● **任務說明**
在這篇談辯論的閱讀文本裡,南開大學開設的那門辯論選修課叫什麼名字?

上周六《奇葩說》第五季終於結束了。恭喜陳銘奪冠!今天也說一說奇葩說和辯論教給我的東西。

作為奇葩說的粉絲,我挺喜歡向學習辯論和表達的小朋友們推薦這個節目。我大一開始學習辯論,大二看《奇葩說》,一直以來,辯論給我帶來了無窮的樂趣和思考,它給我的影響,不是摧枯拉朽、立竿見影的,而是一點一點,滴水穿石。當然,距離水滴石穿,可能還有幾十年。

首先,很多不接觸辯論的人,以為辯論就是吵架,奇葩說就是個撕逼的綜藝節目,辯手總有一身戾氣。其實不是。南開大學有一門辯論選修課,叫《辯論修養》,它極為專業、詳細的講述了立論的建構、邏輯的層次和價值的升華,但它卻叫做辯論修養,講課的老師史廣順說,辯手對待輸贏,要「求之於勢,而不問責於人,」 辯手到最後,不在技巧的高低,而在修養的高低。學習辯論的最終目的,是超越技巧,超越輸贏和認知局限的,對生活的體驗和思考,對知識的尊重與嚮往。學習辯論,也是辯手的修行。

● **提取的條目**
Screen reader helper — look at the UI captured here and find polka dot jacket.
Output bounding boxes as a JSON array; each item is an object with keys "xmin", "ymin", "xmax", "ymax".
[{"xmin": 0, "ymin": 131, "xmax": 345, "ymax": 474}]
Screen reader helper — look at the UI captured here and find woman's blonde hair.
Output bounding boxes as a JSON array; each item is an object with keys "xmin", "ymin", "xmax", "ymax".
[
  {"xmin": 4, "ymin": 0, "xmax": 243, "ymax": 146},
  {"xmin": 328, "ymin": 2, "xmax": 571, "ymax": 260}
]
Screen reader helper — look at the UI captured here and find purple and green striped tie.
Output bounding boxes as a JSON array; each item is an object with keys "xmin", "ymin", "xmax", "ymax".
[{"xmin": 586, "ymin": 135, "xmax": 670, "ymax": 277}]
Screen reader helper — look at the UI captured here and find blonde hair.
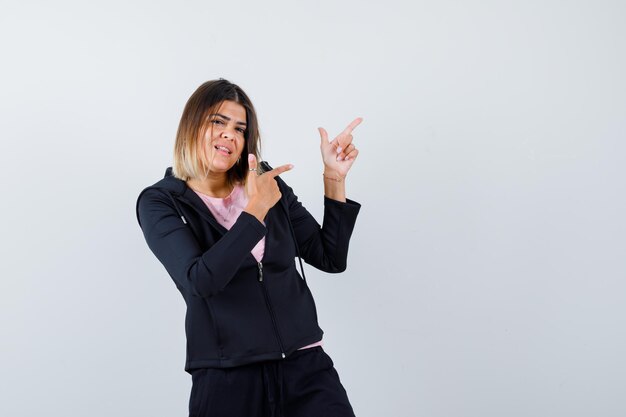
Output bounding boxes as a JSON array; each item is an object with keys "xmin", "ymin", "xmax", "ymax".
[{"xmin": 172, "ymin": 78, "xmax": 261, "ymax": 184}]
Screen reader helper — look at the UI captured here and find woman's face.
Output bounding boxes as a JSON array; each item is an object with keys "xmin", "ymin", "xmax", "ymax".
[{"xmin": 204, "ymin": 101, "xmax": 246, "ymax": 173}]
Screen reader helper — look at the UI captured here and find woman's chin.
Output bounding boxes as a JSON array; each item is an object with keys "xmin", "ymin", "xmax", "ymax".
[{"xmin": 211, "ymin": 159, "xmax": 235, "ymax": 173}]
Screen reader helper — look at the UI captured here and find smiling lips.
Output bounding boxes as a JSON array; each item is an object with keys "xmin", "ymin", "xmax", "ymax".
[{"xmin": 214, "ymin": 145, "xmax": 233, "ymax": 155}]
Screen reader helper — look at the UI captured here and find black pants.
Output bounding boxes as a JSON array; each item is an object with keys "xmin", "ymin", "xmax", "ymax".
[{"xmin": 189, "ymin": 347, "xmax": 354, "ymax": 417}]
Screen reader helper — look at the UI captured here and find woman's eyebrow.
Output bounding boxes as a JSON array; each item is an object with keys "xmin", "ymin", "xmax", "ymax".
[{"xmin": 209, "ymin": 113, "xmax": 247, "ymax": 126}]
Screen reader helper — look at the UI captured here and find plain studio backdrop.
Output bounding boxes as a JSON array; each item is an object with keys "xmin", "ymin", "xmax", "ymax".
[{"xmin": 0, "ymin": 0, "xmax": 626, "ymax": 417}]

● **本題輸出**
《辯論修養》